Activity >> Give back the exact lines of the material below from the one containing "Someone claims the wooden plank" through the one containing "Someone claims the sky is visible here.", and no pictures.

Extracted material >>
----
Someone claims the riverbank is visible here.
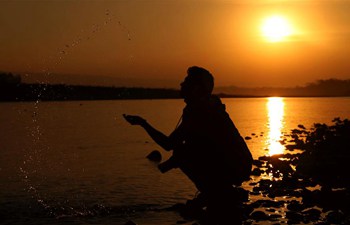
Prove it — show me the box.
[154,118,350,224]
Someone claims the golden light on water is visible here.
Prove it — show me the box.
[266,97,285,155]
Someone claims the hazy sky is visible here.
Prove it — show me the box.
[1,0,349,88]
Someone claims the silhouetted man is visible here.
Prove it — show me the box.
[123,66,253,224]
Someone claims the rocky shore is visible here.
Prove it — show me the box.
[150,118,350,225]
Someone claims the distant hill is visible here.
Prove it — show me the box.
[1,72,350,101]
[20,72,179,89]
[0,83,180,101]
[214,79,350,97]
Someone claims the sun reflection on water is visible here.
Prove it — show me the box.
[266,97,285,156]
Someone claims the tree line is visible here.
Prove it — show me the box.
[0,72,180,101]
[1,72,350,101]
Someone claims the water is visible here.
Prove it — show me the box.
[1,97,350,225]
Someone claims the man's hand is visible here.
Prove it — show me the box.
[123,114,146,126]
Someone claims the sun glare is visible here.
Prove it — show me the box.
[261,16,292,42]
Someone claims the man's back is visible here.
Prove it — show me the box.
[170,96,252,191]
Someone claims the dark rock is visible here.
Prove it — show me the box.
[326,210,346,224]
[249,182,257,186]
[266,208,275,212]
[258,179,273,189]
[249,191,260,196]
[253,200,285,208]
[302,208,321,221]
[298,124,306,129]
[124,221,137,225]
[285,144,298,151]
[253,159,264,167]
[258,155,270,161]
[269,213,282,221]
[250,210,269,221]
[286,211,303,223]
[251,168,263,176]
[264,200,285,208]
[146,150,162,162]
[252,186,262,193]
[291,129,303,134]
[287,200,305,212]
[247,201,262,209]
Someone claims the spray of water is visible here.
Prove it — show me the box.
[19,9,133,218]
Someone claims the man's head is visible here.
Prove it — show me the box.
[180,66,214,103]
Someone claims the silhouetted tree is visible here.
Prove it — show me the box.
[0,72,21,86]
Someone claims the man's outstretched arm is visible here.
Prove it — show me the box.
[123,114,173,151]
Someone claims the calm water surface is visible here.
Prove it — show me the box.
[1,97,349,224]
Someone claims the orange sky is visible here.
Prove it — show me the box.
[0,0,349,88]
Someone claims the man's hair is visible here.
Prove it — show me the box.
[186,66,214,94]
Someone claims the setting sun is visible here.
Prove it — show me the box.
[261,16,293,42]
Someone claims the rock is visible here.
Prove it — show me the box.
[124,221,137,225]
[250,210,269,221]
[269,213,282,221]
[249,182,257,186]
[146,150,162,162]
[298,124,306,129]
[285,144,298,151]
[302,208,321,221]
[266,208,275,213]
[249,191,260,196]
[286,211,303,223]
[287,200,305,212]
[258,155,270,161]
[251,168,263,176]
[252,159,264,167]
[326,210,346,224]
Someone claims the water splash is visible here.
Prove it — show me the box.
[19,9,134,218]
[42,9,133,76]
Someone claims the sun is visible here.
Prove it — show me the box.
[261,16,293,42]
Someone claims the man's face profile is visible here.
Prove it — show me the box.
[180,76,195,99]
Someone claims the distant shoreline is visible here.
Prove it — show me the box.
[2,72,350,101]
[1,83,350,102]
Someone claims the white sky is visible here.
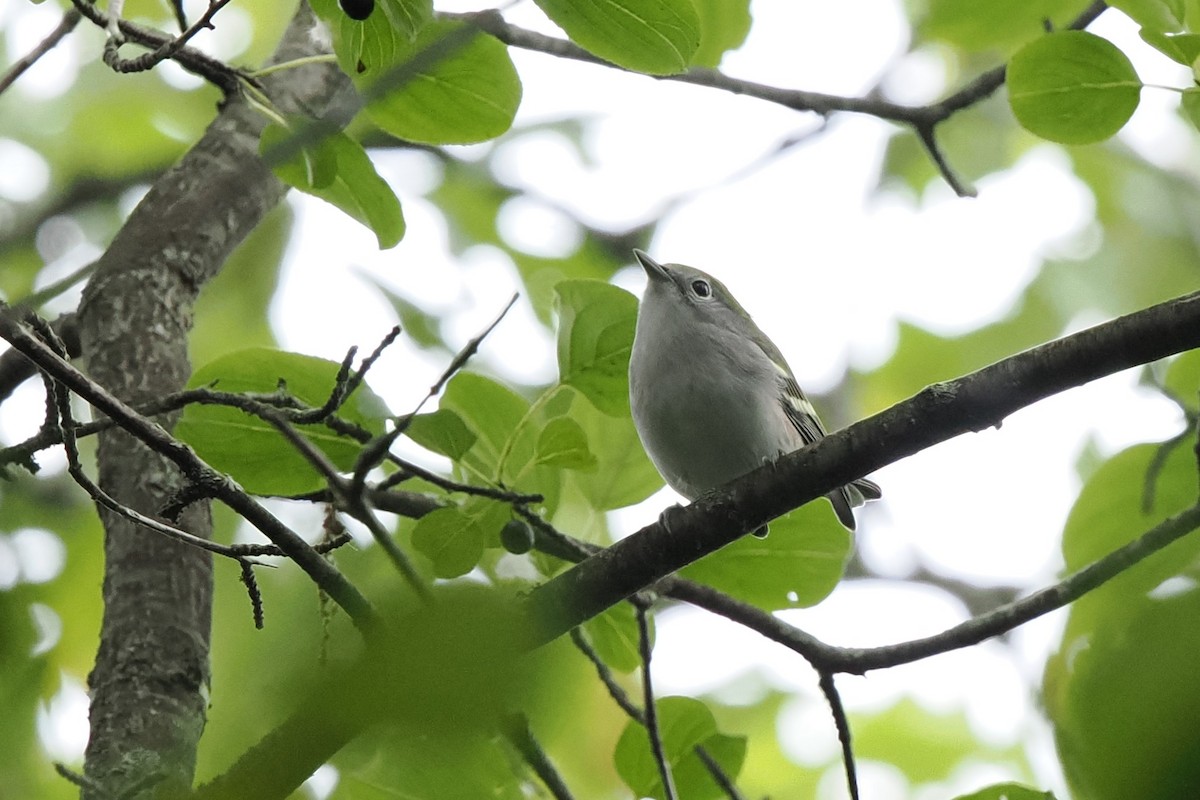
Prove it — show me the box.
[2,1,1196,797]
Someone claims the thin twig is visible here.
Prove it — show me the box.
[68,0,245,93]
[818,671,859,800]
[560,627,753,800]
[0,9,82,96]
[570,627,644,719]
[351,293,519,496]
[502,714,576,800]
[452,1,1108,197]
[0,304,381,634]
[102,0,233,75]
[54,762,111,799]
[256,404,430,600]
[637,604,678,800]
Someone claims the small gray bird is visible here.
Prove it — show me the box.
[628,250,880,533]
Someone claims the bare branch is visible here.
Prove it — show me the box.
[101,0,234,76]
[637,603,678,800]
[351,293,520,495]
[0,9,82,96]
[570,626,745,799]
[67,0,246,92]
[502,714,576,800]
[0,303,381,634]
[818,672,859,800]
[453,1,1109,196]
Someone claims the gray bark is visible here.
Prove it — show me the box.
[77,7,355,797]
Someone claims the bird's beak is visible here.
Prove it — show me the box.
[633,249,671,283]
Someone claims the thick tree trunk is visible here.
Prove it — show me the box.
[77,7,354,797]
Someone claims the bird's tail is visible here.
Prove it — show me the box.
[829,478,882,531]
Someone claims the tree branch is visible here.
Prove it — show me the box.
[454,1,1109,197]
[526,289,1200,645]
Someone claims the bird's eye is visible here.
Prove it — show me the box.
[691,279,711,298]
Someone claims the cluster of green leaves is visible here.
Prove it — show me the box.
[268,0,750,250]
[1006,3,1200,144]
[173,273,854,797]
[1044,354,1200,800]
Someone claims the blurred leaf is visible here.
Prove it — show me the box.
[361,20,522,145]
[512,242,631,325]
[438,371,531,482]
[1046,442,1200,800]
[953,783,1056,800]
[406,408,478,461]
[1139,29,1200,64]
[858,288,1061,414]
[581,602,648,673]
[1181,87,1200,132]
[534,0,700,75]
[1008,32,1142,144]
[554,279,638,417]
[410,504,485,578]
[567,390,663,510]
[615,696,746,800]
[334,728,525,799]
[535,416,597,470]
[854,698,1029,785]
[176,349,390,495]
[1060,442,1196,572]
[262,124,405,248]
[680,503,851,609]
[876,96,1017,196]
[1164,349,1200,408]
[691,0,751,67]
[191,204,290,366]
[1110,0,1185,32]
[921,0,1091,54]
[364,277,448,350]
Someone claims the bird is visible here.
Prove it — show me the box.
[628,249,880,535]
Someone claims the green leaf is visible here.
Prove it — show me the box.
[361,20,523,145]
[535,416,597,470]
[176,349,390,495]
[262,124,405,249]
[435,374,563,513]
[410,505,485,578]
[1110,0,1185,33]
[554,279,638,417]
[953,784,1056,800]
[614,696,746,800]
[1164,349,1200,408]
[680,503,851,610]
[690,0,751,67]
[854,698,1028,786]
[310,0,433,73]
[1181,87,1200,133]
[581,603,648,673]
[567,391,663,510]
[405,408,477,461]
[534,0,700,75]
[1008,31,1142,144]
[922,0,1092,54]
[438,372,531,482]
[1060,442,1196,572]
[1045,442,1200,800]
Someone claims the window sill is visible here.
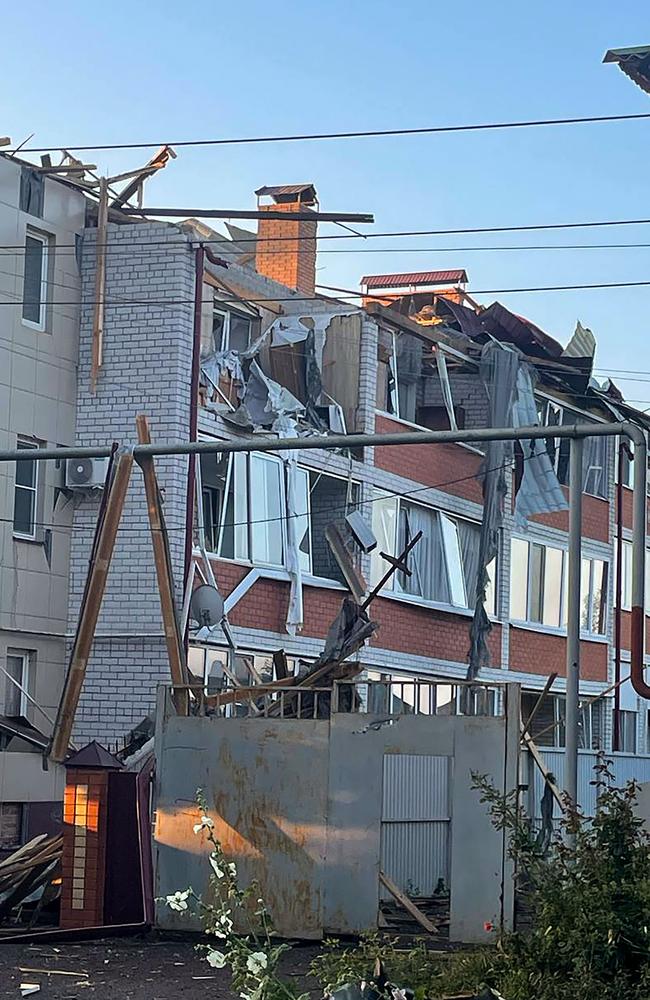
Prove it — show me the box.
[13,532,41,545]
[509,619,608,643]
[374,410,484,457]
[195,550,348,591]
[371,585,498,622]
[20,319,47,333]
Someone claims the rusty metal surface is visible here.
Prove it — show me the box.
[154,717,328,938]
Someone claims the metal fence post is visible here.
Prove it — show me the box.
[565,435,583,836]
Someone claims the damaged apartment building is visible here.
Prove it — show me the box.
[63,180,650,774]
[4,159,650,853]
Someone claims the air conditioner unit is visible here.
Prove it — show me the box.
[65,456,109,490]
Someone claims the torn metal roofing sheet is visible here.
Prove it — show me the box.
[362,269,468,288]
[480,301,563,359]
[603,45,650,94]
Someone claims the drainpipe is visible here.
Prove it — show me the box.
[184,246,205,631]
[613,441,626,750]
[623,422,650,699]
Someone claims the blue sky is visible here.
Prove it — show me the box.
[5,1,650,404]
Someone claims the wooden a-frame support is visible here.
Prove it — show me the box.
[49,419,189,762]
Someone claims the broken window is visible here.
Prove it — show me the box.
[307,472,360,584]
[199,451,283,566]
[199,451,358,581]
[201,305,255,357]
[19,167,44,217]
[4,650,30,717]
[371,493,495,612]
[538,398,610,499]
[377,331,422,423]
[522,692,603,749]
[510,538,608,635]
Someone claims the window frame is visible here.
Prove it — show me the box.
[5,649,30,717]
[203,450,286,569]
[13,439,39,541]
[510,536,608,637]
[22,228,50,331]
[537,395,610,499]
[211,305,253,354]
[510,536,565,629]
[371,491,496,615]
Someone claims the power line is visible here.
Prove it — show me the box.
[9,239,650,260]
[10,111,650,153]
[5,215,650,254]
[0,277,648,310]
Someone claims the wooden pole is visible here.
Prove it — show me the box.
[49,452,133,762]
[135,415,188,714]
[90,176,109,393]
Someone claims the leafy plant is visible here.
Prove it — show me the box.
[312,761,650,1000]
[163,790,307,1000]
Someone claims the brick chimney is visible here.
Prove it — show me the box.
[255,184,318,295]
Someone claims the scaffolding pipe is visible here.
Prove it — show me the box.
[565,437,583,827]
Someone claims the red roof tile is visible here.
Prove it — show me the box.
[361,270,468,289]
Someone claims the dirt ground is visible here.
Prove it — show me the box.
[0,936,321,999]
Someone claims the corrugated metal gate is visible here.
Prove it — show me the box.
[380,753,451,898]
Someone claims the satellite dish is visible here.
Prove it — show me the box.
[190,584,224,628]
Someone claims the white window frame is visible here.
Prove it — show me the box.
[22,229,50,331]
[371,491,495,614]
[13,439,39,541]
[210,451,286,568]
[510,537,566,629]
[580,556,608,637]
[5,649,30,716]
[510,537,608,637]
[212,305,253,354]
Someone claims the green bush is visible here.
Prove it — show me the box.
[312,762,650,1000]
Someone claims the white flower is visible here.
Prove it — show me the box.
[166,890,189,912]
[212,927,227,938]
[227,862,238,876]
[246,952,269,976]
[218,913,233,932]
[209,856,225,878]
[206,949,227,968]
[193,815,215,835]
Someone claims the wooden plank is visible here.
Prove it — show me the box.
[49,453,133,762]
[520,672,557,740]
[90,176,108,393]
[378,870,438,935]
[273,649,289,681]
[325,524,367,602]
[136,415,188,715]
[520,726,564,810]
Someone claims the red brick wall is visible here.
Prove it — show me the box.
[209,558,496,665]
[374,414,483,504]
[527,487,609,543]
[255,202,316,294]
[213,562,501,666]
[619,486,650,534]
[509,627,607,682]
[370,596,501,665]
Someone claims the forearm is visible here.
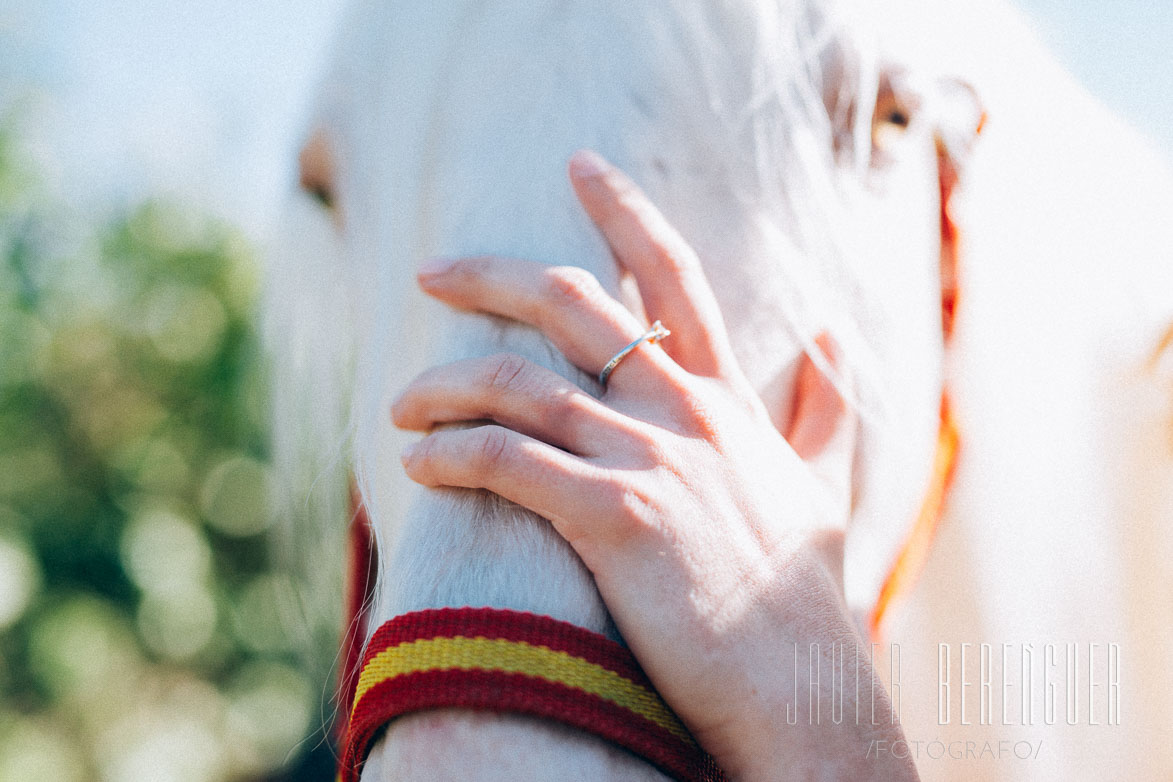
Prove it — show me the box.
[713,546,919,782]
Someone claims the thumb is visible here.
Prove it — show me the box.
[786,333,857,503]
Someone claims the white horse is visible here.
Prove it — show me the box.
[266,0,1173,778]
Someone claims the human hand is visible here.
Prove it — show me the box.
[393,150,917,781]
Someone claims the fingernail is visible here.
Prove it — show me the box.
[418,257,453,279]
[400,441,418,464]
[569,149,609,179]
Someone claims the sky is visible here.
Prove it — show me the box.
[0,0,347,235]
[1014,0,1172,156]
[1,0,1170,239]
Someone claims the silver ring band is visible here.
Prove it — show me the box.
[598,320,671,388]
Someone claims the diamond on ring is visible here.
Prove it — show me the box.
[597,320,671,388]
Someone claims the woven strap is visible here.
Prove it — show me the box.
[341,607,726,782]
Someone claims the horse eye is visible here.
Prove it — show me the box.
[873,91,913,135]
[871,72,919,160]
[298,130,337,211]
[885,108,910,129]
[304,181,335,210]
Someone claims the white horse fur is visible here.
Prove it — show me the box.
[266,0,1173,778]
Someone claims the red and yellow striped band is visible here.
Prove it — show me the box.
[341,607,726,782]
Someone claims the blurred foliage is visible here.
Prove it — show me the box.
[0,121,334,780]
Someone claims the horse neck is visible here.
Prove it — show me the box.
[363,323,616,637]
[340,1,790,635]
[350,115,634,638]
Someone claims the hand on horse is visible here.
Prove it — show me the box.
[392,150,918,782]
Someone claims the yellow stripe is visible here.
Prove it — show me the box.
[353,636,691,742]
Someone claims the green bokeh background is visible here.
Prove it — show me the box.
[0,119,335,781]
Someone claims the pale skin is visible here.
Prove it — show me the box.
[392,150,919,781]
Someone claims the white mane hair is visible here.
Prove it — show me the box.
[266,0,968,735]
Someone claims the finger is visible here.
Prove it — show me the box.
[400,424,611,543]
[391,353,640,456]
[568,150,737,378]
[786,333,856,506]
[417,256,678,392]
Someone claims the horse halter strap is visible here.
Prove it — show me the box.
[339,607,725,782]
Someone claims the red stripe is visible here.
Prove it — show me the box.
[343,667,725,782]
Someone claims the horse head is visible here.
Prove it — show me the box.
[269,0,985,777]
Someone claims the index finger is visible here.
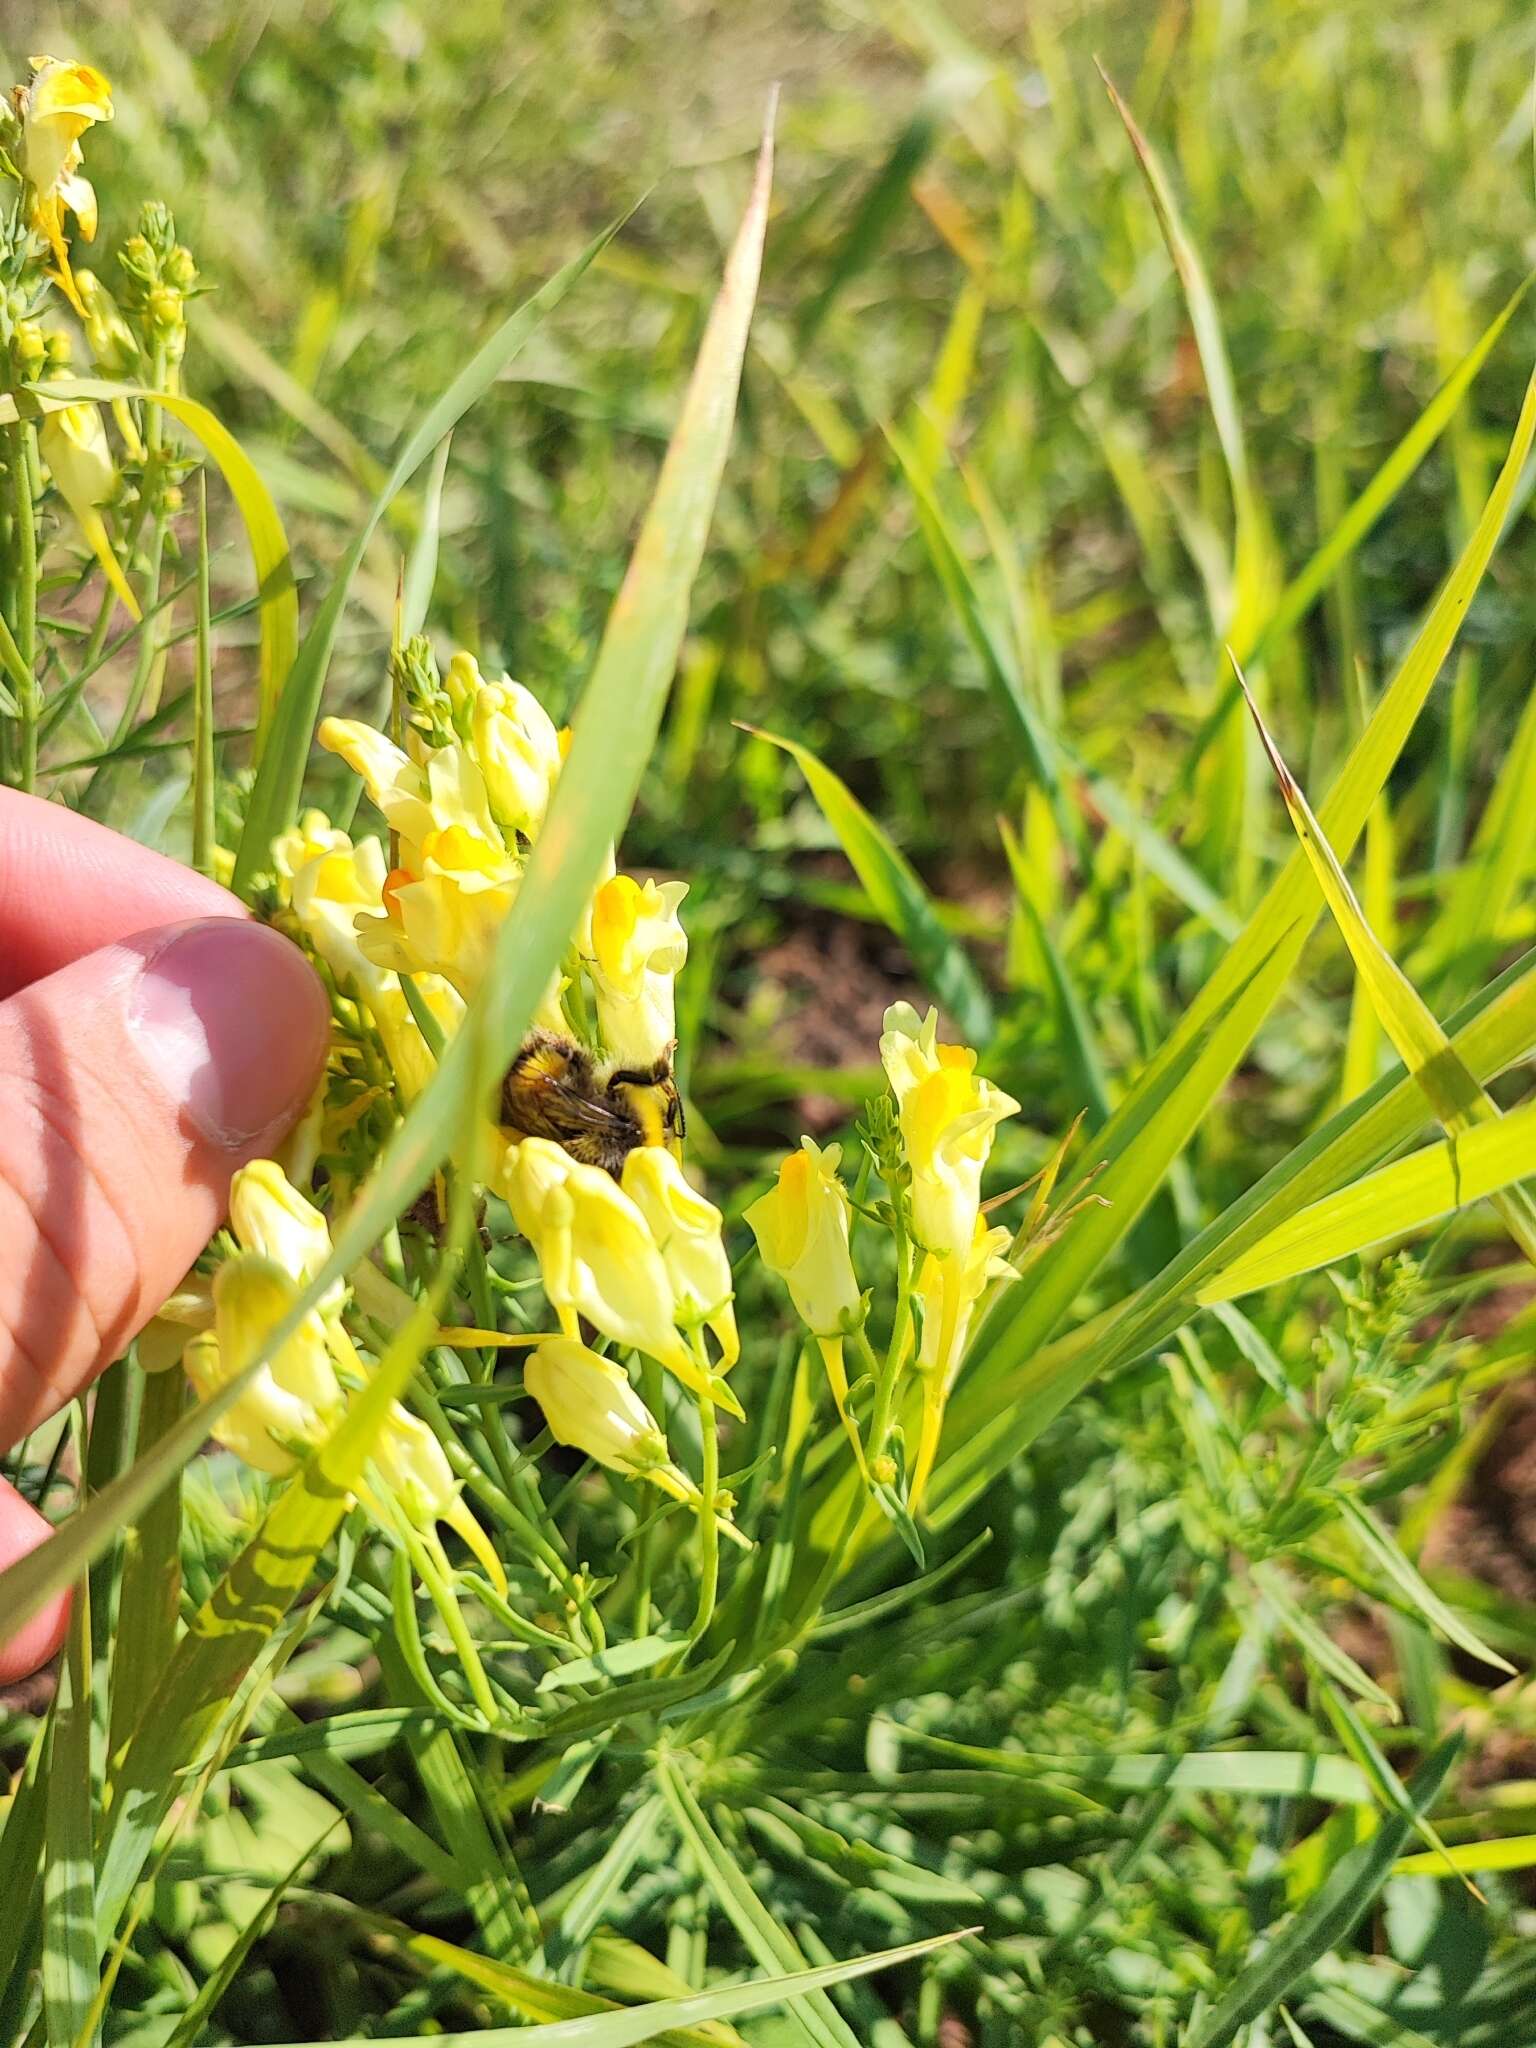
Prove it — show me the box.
----
Answer section >>
Someone claims the wooden plank is visible here.
Prove it — show me the box.
[49,453,133,762]
[520,672,557,740]
[90,176,108,393]
[378,870,438,935]
[273,649,289,681]
[325,524,367,602]
[136,415,188,715]
[520,726,564,810]
Someone claims the red brick wall is visible here.
Prove it — show me the box.
[209,558,496,665]
[374,414,483,504]
[527,487,609,543]
[255,202,316,294]
[213,562,501,666]
[619,486,650,534]
[509,627,607,682]
[370,596,501,665]
Someone claims the forearm is visible here.
Prove it — show me the box.
[713,546,919,782]
Someone claims the thumb is visible here.
Prove it — show me the box.
[786,333,857,503]
Someone claims the white horse is visible here.
Prove it — show me the box.
[266,0,1173,778]
Someone claims the human hand is visible here.
Prove it — show me the box.
[393,150,917,781]
Someone claims the fingernail is visible here.
Prove it — show me the box.
[418,257,453,279]
[400,441,418,464]
[569,149,609,179]
Someone claims the sky is visible here.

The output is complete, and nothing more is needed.